== Segment start ==
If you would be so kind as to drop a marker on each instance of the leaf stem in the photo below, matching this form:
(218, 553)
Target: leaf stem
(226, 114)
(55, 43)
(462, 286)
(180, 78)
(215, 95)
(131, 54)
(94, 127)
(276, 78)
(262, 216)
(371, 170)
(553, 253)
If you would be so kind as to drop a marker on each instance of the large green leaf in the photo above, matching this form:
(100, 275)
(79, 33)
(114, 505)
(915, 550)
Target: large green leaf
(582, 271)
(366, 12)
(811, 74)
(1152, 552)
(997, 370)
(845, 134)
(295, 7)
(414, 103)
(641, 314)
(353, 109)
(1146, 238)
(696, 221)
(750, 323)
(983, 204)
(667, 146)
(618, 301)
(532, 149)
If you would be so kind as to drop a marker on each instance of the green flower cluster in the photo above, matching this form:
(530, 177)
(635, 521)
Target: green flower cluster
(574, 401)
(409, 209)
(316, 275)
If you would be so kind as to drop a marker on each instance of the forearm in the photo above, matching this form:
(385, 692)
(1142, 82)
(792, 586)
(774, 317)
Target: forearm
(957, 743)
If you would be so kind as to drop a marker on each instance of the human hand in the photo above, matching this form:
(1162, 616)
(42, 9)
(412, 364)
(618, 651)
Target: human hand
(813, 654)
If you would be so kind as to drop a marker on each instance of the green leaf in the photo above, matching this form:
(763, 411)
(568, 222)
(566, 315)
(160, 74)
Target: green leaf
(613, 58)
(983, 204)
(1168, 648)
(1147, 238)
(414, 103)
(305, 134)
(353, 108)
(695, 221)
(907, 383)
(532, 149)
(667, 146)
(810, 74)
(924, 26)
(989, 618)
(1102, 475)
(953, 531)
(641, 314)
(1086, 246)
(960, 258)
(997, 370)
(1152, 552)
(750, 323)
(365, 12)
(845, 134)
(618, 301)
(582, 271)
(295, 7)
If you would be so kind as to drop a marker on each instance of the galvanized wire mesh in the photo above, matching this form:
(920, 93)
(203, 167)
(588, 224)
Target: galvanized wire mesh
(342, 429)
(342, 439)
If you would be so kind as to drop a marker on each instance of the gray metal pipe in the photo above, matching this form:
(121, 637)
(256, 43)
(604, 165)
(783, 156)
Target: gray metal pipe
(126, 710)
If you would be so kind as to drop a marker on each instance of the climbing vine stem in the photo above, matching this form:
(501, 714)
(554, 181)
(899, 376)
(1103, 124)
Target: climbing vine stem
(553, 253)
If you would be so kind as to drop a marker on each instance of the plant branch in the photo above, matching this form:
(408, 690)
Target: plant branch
== Segment end ==
* Problem to solve
The material should be transcribed in full, character for character.

* Written reply
If you would be so kind as to drop a marker on each instance of the leaf stem in the photo below, matching this form:
(218, 553)
Target: leaf stem
(226, 114)
(55, 43)
(462, 286)
(180, 78)
(215, 95)
(131, 54)
(94, 127)
(276, 78)
(262, 216)
(371, 170)
(553, 253)
If you would be so kind as to drop a marker on each instance of the large green leaf in the photo above, matching this form:
(100, 275)
(79, 33)
(114, 505)
(915, 550)
Target: large green leaf
(582, 271)
(366, 12)
(811, 74)
(1152, 552)
(997, 370)
(845, 134)
(295, 7)
(414, 103)
(641, 314)
(353, 109)
(1146, 238)
(696, 221)
(750, 323)
(983, 204)
(667, 146)
(618, 301)
(532, 149)
If you would be so kind as to drop a marker on each instance of the green flower cluster in the photo above, matching this form:
(530, 177)
(635, 521)
Target: green flower cluster
(574, 401)
(409, 209)
(316, 275)
If you would be so kind as to drop a marker on each instance of the forearm in the photo above, matching this form:
(385, 692)
(1142, 82)
(792, 586)
(774, 317)
Target: forearm
(957, 743)
If you would be so kind as to drop a marker on each instance of the human hand in the photo above, matching this form:
(1162, 616)
(42, 9)
(412, 364)
(618, 651)
Target: human hand
(813, 654)
If you would be so kind as to drop a marker on each instance of the green leaf in the photo above, matching this form:
(763, 411)
(568, 222)
(566, 315)
(160, 74)
Target: green leaf
(613, 58)
(983, 204)
(1168, 648)
(1147, 238)
(414, 103)
(305, 134)
(353, 108)
(695, 221)
(907, 383)
(532, 149)
(667, 146)
(810, 74)
(924, 26)
(989, 618)
(1102, 475)
(953, 531)
(641, 314)
(1086, 246)
(960, 258)
(997, 370)
(1152, 552)
(750, 323)
(365, 12)
(845, 134)
(618, 301)
(582, 271)
(295, 7)
If you would be so kind as to drop a marker on each instance of the galvanized wire mesh in the photo above, matching this form:
(920, 93)
(203, 167)
(588, 224)
Target: galvanized wire mesh
(342, 429)
(342, 439)
If you would be so kind as to drop a marker on each instance of the gray metal pipe in the photo above, matching this form:
(121, 637)
(256, 43)
(604, 165)
(783, 156)
Target: gray metal pipe
(126, 710)
If you would be so kind as to drop a marker on each instance of the climbing vine stem in the photo above, matching this form:
(501, 714)
(554, 181)
(899, 376)
(1103, 124)
Target: climbing vine stem
(553, 253)
If you would be so kind as to drop a marker on each instance of the plant branch in the photo above, matching this form:
(408, 690)
Target: plant branch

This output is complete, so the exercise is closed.